___ Data in this exercise ___

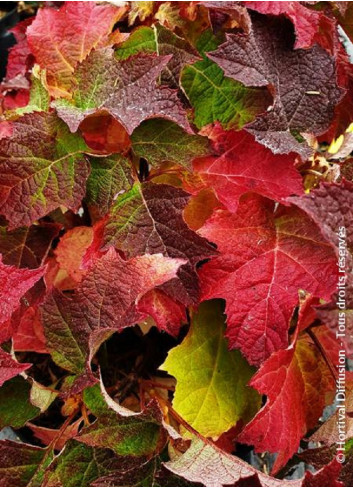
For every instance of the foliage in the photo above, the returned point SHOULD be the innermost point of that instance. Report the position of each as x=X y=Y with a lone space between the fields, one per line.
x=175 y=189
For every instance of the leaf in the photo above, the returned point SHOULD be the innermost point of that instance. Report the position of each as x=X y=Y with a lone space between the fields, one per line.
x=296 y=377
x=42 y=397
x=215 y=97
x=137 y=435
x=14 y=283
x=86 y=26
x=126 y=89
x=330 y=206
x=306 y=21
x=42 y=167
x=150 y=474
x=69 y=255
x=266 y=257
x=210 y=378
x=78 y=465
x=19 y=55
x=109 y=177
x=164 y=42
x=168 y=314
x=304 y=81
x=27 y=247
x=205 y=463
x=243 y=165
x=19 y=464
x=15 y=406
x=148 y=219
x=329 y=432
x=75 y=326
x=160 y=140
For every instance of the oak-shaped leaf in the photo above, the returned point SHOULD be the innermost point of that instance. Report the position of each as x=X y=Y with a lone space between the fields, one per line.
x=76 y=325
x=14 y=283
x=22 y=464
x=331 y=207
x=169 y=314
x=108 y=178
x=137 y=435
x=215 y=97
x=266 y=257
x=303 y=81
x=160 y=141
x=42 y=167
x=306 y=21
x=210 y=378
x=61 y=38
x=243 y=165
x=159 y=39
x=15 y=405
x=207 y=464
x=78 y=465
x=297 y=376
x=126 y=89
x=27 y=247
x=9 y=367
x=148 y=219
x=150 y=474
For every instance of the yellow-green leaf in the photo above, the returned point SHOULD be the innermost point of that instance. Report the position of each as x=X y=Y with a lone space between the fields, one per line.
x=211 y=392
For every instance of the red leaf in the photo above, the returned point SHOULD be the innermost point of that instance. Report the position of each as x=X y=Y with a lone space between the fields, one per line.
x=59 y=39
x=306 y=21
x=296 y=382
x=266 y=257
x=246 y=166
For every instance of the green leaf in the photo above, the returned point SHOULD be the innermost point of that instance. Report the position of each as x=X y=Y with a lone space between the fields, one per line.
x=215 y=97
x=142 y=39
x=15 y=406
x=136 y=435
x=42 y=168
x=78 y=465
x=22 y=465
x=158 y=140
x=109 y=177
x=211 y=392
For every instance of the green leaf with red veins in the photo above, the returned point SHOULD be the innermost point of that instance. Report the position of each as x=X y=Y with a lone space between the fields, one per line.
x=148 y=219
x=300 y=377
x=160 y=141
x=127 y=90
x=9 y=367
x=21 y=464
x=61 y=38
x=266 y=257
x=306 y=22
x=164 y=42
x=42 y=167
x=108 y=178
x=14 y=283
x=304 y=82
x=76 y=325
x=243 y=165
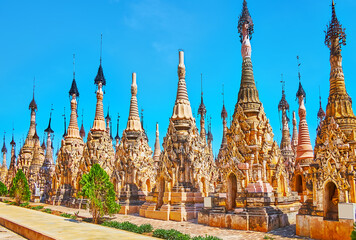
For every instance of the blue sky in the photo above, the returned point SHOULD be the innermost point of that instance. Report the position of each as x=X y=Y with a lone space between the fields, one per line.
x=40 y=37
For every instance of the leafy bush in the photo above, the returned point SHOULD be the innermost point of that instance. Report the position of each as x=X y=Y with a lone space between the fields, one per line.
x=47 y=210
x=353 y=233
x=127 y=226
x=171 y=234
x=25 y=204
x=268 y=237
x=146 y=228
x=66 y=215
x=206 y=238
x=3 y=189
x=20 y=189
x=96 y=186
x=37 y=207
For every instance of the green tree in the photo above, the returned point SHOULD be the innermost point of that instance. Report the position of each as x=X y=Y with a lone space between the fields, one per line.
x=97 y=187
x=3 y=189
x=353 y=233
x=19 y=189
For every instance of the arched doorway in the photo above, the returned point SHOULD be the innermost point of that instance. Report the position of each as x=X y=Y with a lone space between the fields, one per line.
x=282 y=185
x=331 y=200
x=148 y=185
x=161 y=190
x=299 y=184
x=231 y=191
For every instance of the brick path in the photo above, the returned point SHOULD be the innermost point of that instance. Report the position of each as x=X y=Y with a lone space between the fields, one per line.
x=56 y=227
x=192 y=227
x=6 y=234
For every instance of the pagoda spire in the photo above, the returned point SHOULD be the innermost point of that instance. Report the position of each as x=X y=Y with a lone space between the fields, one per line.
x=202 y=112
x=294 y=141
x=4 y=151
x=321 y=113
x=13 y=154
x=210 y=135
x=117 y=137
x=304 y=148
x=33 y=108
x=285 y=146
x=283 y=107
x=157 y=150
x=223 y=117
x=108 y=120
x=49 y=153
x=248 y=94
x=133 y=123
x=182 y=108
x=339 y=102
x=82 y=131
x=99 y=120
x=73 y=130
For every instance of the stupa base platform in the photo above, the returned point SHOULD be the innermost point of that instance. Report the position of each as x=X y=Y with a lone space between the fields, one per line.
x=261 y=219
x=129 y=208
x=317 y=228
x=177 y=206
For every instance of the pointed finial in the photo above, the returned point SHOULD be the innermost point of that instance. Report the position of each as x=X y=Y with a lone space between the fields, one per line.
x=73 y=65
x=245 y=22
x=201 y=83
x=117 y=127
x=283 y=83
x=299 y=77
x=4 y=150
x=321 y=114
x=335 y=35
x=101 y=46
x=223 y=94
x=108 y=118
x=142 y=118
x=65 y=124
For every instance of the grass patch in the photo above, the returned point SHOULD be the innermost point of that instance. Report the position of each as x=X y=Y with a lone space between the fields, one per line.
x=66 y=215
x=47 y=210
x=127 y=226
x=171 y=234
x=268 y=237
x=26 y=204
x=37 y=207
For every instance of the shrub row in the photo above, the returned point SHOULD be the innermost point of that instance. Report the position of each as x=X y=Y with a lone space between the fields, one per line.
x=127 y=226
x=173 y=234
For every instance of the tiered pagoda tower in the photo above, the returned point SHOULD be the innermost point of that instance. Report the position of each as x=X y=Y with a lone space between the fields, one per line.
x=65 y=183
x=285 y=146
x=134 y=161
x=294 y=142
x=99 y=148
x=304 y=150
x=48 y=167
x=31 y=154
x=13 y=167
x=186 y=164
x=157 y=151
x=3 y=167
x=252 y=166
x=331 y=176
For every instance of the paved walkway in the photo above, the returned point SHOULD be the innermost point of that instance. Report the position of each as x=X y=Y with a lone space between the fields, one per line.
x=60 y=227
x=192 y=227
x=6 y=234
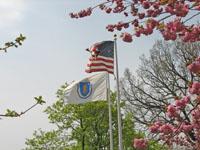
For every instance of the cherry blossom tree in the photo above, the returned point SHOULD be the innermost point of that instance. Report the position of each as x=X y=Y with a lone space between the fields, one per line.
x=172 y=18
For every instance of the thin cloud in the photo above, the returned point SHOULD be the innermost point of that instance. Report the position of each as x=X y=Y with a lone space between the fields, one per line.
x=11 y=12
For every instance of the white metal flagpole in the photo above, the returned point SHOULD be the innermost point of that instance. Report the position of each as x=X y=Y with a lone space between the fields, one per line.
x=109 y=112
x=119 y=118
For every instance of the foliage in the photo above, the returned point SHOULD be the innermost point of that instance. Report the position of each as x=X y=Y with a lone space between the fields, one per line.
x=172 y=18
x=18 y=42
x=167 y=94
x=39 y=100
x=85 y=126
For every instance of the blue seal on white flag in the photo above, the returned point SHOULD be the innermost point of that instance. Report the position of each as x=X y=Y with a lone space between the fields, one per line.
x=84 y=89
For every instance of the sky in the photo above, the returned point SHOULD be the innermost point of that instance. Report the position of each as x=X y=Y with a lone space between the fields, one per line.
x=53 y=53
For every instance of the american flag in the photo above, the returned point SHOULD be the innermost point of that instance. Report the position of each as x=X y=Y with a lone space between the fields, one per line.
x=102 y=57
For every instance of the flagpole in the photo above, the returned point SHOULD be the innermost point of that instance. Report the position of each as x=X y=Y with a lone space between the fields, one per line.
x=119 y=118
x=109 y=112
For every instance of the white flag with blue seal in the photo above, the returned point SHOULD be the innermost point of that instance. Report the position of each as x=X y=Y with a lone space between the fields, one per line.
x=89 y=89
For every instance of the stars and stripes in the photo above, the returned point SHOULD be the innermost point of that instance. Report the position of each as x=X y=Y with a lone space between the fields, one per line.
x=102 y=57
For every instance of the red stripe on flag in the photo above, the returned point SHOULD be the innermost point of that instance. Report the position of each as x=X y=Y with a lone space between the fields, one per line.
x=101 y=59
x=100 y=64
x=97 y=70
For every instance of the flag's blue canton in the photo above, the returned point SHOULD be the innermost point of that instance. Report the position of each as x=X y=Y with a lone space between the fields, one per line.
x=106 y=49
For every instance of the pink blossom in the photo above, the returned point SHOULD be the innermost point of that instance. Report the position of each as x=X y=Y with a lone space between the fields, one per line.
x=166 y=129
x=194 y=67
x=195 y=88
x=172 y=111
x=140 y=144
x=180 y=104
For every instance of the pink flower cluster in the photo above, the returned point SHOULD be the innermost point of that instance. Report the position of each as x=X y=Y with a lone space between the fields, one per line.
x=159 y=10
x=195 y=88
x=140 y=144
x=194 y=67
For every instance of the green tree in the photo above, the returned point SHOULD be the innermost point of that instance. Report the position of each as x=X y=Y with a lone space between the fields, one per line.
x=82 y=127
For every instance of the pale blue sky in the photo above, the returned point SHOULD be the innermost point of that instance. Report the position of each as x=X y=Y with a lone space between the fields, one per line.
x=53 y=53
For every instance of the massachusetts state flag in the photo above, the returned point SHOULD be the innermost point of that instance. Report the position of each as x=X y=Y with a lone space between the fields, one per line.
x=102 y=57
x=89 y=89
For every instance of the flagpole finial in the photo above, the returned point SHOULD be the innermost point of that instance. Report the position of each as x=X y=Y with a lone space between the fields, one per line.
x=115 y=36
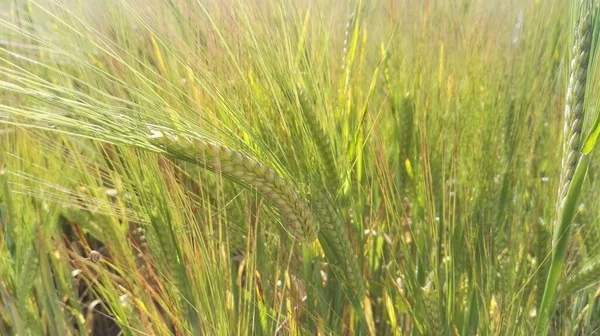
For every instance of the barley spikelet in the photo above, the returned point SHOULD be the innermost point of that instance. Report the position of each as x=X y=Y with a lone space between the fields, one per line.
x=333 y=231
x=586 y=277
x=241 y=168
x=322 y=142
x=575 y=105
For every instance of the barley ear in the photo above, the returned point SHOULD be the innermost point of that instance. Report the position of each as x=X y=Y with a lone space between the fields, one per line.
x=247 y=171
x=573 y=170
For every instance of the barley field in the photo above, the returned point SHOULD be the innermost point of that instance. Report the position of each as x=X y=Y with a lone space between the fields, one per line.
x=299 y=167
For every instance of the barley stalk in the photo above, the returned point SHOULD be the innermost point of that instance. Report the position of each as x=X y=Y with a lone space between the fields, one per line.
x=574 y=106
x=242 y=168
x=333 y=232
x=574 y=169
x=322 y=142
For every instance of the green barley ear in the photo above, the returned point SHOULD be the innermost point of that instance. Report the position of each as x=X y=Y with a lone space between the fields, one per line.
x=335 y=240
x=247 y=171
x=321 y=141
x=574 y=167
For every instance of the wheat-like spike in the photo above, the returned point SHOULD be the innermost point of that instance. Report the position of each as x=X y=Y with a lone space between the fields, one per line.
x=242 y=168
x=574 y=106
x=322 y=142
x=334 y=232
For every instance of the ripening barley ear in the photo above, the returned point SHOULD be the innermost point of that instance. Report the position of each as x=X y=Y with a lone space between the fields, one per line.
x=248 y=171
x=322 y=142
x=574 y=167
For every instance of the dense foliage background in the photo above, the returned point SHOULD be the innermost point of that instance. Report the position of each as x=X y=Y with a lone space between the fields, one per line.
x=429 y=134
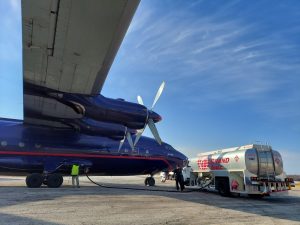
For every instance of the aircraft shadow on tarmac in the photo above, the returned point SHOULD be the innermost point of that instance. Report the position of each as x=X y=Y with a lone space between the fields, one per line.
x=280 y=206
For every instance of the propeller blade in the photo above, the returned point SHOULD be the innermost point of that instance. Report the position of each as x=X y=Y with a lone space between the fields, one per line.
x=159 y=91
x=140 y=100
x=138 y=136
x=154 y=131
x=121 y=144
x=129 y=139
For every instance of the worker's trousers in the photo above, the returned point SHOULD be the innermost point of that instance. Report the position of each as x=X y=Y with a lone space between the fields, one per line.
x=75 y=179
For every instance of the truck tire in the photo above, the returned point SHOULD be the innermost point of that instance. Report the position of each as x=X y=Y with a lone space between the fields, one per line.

___

Aim: Copy out the listing above, from the line that contains "For every instance of the barley field" up to and including the line that contains "x=299 y=167", keeping every character the same.

Finished task:
For every instance of the barley field in the photo above, the returned point SHOULD be the innermost point of that instance. Report the position of each as x=X y=Y with a lone space between the fields, one per line.
x=299 y=167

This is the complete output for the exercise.